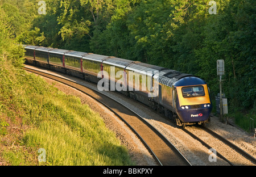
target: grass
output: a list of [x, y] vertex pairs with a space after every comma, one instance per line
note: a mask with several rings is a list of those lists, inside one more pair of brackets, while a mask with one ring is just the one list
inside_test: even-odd
[[[79, 98], [6, 61], [0, 61], [0, 165], [135, 165]], [[40, 148], [46, 162], [39, 162]]]

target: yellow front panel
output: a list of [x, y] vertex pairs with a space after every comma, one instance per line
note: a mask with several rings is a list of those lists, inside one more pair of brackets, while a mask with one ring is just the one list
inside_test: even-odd
[[204, 87], [205, 95], [203, 96], [183, 98], [182, 95], [182, 87], [177, 87], [177, 94], [179, 98], [180, 106], [186, 105], [195, 105], [210, 103], [210, 97], [209, 96], [208, 88], [207, 85], [202, 85]]

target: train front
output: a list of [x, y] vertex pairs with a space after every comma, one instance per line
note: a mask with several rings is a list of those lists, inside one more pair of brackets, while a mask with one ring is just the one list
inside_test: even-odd
[[175, 83], [177, 96], [176, 111], [179, 125], [195, 123], [204, 125], [212, 109], [208, 87], [196, 77], [183, 78]]

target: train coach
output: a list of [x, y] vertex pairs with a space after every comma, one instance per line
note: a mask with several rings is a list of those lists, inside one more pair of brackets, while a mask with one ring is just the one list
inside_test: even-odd
[[[42, 47], [24, 47], [27, 63], [98, 85], [104, 81], [103, 83], [109, 83], [107, 86], [101, 84], [105, 89], [120, 91], [147, 105], [173, 120], [179, 126], [204, 125], [209, 120], [212, 106], [209, 88], [205, 81], [197, 77], [115, 57]], [[115, 86], [118, 85], [122, 89], [117, 88]]]

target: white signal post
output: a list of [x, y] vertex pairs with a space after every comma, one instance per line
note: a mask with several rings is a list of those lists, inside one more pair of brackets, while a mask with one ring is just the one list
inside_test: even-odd
[[224, 60], [217, 60], [217, 75], [220, 76], [220, 119], [222, 121], [223, 117], [223, 105], [222, 105], [222, 77], [224, 75]]

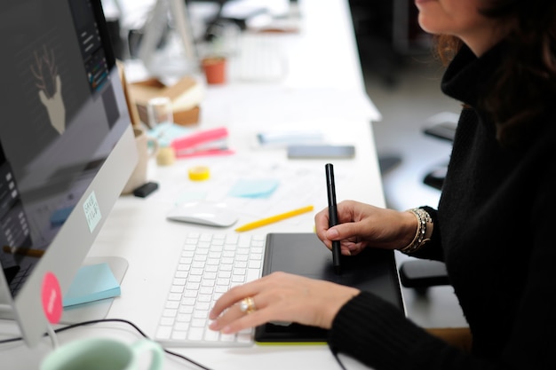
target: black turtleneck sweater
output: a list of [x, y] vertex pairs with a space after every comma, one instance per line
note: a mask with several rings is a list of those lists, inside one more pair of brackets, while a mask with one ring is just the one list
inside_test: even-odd
[[536, 133], [527, 146], [503, 149], [477, 103], [504, 49], [478, 59], [464, 48], [444, 75], [443, 92], [468, 107], [438, 210], [427, 209], [433, 240], [417, 256], [446, 263], [473, 336], [472, 353], [367, 292], [335, 318], [333, 350], [377, 370], [556, 369], [556, 96], [553, 110], [531, 122]]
━━━━━━━━
Copy out everything from the line containing "target: yellow front panel" down to the line containing "77], [224, 75]]", both of those lines included, without changing a character.

target: yellow front panel
output: a list of [x, y] vertex pairs with a space after every comma, one instance per line
note: a mask with several rings is a list of those lists, inside one more pair of brackets, while a mask with one ring is just the one list
inside_test: even-odd
[[204, 87], [205, 95], [203, 96], [183, 98], [182, 95], [182, 87], [177, 87], [177, 94], [179, 98], [180, 106], [186, 105], [195, 105], [210, 103], [210, 97], [209, 96], [208, 88], [207, 85], [202, 85]]

target: train front
output: a list of [x, y] vertex pairs with a space after every comma, one instance per line
note: a mask with several rings is a list of those lists, inside one more pair of brackets, while a mask with one ring is just the one list
inside_test: even-odd
[[175, 83], [177, 96], [176, 111], [179, 125], [195, 123], [204, 125], [212, 109], [208, 87], [196, 77], [183, 78]]

target: train coach
output: a list of [x, y] vertex pairs with a space after every comma, one instance per line
note: a mask with several rings is a list of those lists, inside one more pair of brackets, while a mask with one ring is just the one list
inside_test: even-odd
[[[42, 47], [24, 47], [27, 63], [98, 85], [104, 81], [103, 83], [109, 83], [107, 86], [101, 84], [105, 89], [120, 91], [147, 105], [173, 120], [179, 126], [204, 125], [209, 120], [212, 106], [209, 88], [205, 81], [197, 77], [115, 57]], [[115, 86], [118, 85], [122, 89], [117, 88]]]

target: white signal post
output: a list of [x, y] vertex pairs with a space after every comma, one instance per line
note: a mask with several rings is a list of those lists, inside one more pair of brackets, while a mask with one ring is just the one list
inside_test: even-odd
[[224, 60], [217, 60], [217, 75], [220, 76], [220, 119], [222, 121], [223, 117], [223, 105], [222, 105], [222, 77], [224, 75]]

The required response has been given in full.